» PROBLEM DESCRIPTION: Transcribe, without alteration, only the lines from the one containing "Could you point to the road marking" through the last line of the material, both ends included.

» RECORDS SUPPLIED:

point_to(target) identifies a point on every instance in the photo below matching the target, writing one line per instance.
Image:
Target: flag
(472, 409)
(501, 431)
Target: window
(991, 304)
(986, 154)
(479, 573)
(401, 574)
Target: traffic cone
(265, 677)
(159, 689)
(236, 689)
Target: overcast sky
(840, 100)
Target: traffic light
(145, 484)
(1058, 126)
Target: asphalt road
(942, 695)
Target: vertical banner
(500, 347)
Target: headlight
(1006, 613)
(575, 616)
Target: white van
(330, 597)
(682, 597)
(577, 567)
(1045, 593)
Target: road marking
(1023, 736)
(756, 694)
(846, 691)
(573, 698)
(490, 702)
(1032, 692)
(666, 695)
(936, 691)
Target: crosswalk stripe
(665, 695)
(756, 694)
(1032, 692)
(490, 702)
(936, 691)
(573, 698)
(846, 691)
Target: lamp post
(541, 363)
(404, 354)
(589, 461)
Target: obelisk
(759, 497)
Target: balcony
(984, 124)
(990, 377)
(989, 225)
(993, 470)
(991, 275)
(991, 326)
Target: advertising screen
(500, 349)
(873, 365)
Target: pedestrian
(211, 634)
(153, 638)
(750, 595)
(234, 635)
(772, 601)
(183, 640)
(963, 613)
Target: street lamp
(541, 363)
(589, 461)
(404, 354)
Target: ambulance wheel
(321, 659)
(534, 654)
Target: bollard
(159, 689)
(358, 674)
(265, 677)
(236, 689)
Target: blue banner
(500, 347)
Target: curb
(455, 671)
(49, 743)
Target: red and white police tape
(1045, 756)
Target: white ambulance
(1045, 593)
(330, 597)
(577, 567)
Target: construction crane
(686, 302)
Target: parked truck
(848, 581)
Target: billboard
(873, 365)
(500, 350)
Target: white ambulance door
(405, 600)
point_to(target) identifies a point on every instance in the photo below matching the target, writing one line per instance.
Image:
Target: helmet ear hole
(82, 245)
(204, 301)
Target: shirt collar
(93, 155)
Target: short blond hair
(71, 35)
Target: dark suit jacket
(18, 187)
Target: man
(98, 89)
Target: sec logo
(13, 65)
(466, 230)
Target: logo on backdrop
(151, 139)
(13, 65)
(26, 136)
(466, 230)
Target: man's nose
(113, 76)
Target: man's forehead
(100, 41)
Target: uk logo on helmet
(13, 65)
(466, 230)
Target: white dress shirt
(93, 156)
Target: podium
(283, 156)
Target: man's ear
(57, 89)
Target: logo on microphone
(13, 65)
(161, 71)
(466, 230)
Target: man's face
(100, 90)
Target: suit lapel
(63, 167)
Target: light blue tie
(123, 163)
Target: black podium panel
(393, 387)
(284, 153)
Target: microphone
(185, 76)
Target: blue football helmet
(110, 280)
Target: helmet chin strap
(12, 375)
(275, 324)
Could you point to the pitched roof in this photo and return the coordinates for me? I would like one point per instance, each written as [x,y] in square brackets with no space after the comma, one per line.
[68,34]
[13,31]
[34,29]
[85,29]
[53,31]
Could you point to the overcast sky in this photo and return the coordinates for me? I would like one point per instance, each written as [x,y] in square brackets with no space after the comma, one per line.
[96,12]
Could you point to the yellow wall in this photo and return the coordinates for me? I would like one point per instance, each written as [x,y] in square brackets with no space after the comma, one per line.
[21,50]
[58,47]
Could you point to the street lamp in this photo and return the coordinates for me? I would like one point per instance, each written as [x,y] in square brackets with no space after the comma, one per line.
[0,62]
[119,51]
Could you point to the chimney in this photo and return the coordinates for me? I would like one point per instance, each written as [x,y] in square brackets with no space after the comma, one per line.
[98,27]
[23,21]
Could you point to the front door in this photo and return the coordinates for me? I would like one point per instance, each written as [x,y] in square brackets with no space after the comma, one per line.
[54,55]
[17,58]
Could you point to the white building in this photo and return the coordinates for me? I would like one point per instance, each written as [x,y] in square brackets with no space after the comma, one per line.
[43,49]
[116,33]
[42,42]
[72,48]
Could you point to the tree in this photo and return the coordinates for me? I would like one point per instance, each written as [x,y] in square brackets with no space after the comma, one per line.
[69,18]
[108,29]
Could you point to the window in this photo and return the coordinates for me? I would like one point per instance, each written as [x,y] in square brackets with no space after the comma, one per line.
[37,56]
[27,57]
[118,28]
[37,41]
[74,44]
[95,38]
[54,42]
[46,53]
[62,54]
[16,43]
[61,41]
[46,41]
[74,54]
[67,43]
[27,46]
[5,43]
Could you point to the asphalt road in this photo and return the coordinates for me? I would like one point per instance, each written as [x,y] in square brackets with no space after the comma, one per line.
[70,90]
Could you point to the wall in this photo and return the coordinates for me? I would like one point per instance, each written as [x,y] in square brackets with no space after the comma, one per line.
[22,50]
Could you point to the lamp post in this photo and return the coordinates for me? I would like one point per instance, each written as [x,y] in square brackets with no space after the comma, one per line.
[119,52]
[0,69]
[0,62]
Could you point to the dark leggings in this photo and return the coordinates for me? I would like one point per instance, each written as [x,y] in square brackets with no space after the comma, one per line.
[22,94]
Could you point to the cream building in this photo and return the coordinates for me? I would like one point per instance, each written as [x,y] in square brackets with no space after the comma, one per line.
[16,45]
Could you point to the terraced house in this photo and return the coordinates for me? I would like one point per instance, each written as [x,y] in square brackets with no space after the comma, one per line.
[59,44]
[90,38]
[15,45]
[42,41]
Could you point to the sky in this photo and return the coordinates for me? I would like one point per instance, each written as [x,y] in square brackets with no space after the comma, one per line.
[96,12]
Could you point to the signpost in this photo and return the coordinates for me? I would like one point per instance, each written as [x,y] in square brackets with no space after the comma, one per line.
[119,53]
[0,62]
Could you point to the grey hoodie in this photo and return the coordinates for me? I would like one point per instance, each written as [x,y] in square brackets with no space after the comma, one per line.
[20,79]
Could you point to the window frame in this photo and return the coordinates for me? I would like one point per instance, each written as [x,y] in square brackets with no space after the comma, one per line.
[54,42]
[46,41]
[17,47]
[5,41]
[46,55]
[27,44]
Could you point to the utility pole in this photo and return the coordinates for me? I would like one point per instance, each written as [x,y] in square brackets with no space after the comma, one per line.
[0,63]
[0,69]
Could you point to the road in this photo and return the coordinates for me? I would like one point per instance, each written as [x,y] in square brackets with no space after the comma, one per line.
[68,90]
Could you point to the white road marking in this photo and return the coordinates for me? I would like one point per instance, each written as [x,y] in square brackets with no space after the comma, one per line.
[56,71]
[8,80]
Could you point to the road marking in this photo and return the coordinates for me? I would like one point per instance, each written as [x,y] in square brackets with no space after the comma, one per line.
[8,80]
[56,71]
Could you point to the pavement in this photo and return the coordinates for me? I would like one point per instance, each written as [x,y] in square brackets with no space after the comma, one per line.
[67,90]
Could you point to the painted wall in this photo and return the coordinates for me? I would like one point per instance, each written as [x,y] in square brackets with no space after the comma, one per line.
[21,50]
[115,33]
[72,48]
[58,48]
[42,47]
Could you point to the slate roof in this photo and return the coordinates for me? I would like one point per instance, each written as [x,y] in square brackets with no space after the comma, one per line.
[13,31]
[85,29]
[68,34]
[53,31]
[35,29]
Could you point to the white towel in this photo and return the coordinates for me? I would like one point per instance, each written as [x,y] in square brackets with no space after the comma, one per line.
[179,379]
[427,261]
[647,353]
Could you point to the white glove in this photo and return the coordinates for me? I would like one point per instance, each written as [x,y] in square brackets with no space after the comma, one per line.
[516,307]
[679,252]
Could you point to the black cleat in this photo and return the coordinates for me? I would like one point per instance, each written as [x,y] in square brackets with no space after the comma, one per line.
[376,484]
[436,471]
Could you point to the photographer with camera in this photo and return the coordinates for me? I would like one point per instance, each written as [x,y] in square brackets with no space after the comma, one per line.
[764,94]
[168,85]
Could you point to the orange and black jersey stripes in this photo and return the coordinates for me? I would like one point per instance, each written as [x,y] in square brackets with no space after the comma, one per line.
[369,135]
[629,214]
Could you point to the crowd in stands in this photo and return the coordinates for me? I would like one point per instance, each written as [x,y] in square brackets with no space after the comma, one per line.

» REPLY:
Could you point to the road marking in this photo and return the coordinates for me? I would like one point per instance, each written as [x,y] in square brackets with no space after the comma, one per line.
[8,80]
[56,71]
Could you point to the pavement in this photo and return the coordinates for me? I would like one point per instance, each written as [x,y] in square brackets with no space after the comma, one per line.
[67,90]
Could you point to the painted wall in this photo and return the coordinates for me? I would like one point per instance, each written as [x,y] in square brackets with no space after the comma, one per line.
[21,50]
[115,33]
[72,48]
[58,48]
[42,47]
Could you point to the slate roof in this photo and return the coordinates for me? I would like one point per instance, each written as [x,y] in square brackets with no space after the comma, one per line.
[13,31]
[85,29]
[68,34]
[53,31]
[35,29]
Could you point to the white towel in this photo and return the coordinates for me? I would like one point per instance, each written as [x,y] in square brackets with no space after the comma, one per line.
[179,379]
[427,261]
[647,353]
Could you point to the white glove in this photo and return the coordinates for me? I would like one point per instance, each written as [x,y] in square brackets with no space after the comma, one per line.
[516,307]
[679,252]
Could you point to the black cleat in this photo and return the coordinates for me? I would like one point per instance, each written as [x,y] in square brackets with no space after the comma, one per line.
[376,484]
[436,471]
Could you point to the photographer with camera in this photo and return the coordinates for me? I would like one point per instance, each written as [x,y] in square brackets with no space after the comma, one per line.
[764,94]
[168,85]
Could you point to the orange and black jersey stripes in this photo and return the coordinates for me? I would like one point per instance, each written as [x,y] in square brackets with no space after the comma, one per line.
[369,135]
[629,214]
Could you point to the crowd in stands in this photo and return the coordinates for me? I would like one point per instance, each written as [x,y] in square brackets with no space after the comma, one per line.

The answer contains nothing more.